# [WRITTEN EXERCISE]
Please format the stretch of the records below, from the line containing "Locate every instance of the bare shoulder" through the end of the records, as a numbered list with any blank lines omitted.

== PROVIDED ENTRIES ==

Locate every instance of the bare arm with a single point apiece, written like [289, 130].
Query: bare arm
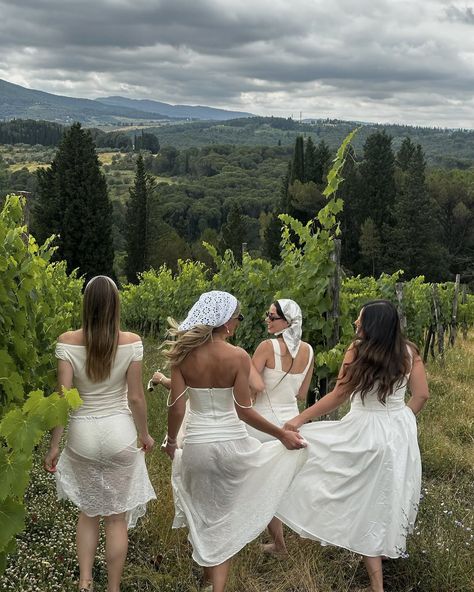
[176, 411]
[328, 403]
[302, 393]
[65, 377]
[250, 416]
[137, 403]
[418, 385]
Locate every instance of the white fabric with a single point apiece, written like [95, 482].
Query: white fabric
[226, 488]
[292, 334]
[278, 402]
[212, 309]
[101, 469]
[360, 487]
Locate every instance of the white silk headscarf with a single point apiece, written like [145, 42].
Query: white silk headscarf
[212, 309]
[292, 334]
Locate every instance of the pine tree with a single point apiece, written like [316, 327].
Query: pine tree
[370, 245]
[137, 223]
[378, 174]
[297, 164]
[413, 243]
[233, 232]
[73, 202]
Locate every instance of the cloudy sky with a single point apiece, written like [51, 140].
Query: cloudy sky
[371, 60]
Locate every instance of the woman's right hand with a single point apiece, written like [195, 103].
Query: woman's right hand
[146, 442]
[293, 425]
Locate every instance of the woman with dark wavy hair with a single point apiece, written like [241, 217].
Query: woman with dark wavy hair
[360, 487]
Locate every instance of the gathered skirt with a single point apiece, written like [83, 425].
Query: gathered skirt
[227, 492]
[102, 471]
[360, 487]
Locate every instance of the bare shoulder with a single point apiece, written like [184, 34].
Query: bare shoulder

===

# [RESPONSE TO THIS EXERCISE]
1. Locate every instance of the bare shoulder with a single point apiece, written like [184, 34].
2. Query: bare shoulder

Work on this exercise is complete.